__WORK INSTRUCTION__. Lines before the one with "Exercise. Point out each instance of the small" are left out; return that line and all that follow it, exactly, through the end of the data.

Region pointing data

-- Opening Marker --

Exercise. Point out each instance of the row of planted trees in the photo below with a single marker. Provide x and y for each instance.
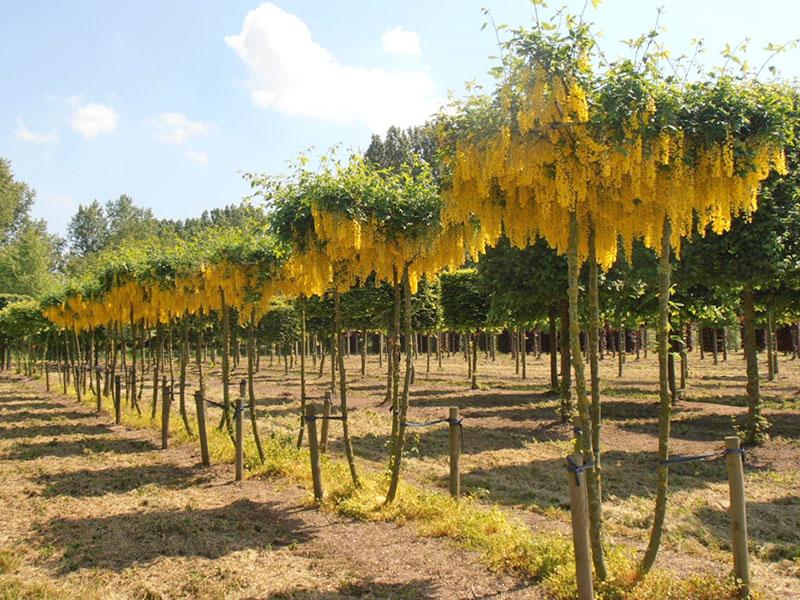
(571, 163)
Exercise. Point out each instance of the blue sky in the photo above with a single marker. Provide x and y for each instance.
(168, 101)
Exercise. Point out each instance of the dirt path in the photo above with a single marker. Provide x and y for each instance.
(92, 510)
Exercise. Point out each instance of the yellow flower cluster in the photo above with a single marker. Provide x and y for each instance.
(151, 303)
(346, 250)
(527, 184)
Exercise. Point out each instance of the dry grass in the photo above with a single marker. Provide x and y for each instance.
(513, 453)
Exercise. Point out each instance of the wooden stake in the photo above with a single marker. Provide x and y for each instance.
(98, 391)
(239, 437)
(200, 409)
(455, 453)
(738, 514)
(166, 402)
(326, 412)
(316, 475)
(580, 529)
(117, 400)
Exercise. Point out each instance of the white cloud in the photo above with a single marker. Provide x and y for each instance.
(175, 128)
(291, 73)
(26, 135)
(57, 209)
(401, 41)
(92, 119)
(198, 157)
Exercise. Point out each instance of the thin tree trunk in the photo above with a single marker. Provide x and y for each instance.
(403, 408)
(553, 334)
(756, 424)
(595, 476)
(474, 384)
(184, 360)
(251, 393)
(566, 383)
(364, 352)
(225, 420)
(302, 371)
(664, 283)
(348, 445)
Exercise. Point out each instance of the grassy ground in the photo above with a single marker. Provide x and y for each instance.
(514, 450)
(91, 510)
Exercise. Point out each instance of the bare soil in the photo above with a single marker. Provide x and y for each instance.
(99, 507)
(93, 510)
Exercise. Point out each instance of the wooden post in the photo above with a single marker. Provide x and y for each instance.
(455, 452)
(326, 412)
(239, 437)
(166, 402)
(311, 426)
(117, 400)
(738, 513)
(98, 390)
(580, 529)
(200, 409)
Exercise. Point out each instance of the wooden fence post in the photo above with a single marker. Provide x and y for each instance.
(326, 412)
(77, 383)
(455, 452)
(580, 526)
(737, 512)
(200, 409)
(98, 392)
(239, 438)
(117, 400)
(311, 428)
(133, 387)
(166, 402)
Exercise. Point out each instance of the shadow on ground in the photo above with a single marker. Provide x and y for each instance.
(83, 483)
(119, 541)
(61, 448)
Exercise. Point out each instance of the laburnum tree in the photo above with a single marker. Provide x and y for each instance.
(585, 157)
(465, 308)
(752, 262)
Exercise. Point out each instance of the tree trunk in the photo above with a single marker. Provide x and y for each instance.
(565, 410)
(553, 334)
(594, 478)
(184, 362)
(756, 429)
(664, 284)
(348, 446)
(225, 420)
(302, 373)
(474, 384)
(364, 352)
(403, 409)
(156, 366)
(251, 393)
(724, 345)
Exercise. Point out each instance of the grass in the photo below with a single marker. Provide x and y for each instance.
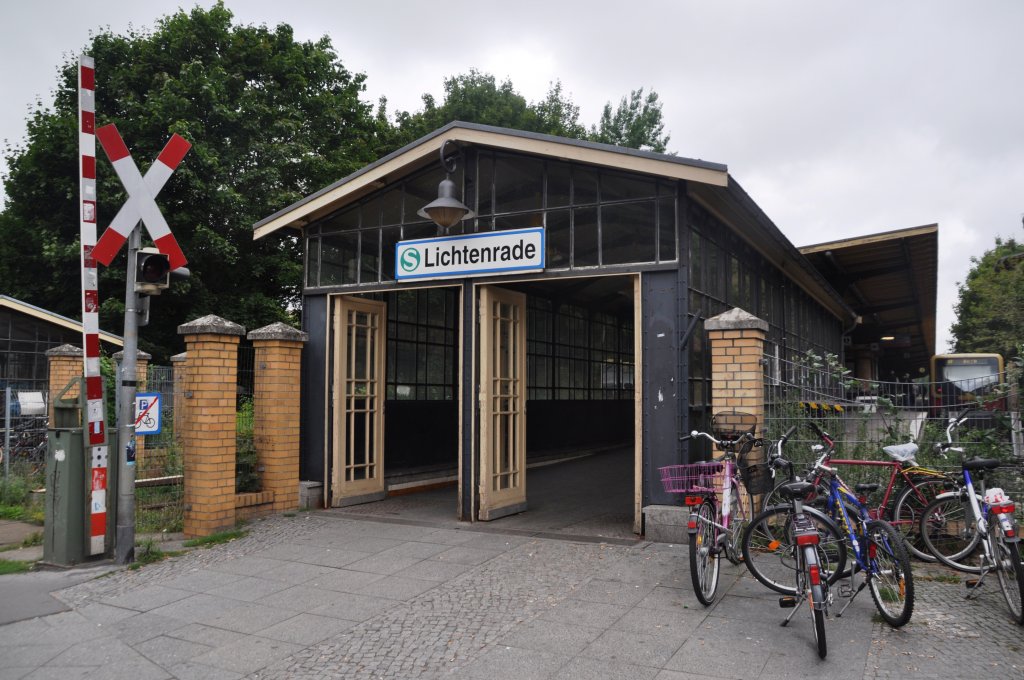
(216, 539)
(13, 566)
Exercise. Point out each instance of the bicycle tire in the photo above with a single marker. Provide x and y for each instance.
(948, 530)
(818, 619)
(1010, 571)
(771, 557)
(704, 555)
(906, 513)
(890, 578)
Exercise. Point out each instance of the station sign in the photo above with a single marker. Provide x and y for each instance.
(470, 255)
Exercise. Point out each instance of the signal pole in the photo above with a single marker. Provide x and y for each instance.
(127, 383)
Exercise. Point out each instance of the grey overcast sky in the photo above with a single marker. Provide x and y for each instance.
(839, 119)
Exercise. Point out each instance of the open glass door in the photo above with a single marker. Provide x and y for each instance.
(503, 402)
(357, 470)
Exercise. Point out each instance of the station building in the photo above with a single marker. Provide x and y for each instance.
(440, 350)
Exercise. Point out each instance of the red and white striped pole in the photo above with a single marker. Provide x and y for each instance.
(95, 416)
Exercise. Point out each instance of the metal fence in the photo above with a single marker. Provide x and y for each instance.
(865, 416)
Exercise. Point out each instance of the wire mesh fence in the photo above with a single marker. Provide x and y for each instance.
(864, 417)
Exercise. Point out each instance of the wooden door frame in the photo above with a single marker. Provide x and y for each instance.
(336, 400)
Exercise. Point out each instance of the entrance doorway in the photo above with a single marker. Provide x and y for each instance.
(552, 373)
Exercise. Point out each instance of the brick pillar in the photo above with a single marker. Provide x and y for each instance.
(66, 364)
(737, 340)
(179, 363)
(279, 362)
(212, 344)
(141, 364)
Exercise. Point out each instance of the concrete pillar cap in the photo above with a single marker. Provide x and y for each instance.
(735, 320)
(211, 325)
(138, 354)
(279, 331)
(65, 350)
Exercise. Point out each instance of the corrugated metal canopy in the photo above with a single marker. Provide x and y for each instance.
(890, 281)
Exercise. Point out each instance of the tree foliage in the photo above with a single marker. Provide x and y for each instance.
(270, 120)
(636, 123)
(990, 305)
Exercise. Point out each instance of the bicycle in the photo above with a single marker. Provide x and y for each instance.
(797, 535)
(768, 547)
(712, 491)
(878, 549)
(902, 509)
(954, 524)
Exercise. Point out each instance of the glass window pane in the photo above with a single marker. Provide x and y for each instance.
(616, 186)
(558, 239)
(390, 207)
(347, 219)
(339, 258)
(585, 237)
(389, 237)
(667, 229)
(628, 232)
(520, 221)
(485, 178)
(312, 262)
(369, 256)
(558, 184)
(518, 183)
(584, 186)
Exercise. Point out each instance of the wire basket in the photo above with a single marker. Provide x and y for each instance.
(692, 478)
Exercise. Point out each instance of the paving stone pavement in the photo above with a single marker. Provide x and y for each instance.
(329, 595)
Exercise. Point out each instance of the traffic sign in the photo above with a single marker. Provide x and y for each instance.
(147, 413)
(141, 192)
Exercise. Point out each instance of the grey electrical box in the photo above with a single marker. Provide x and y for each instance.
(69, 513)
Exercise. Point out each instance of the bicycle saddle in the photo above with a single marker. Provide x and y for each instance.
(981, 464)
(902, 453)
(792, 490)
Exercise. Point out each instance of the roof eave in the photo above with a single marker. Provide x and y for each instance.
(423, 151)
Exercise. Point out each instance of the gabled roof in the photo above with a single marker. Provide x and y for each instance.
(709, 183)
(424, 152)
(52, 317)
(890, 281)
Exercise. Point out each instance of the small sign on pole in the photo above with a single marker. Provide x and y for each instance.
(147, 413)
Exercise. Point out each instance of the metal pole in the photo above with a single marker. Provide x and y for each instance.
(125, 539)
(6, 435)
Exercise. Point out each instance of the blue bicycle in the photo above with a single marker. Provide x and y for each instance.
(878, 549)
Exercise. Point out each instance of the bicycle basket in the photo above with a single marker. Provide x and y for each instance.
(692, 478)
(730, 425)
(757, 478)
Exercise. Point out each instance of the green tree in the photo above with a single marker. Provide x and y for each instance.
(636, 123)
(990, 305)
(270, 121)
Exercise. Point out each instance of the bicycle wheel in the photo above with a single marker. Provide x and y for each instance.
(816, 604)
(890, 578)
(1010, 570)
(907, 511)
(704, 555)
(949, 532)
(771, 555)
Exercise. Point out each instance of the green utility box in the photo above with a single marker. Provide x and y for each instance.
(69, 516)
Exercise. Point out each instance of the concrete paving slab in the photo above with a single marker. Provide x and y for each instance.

-- Closing Marker --

__RESPONSE TO THIS EXERCISE__.
Exercise. Point out each instance of the small sign on pole in the photo above with a single marker. Provide x and y for each instance.
(147, 413)
Exercise. Point out each instance of the metal pole in the photo above with a single marker. Provide x and y for each instance.
(125, 539)
(6, 435)
Exercise. Point out each instance of the blue bicycle in the photo above with a single marker. Provide x and y for each instance.
(878, 549)
Exercise. Point out each instance of the bicycle basket in the photo above with a single marker. Provide x and y for each instance.
(692, 478)
(730, 425)
(757, 478)
Exercise. Point out each instance of the green tree in the photo above with a single marker. Provide x and y for each instance.
(636, 123)
(990, 305)
(270, 121)
Exercise. Point out each instance of the bicycle wheel in the photo above with a single marker. Provide x and y for each instance.
(816, 604)
(890, 578)
(1010, 570)
(907, 511)
(704, 555)
(949, 532)
(771, 555)
Exercise. Point out each instance of the green utility box in the photo above with a single marker. Provide x and y for each instance.
(69, 516)
Exercise. Point out each instance of the concrete paving slab in the photo above with a single marker. Provide x and y for each instance.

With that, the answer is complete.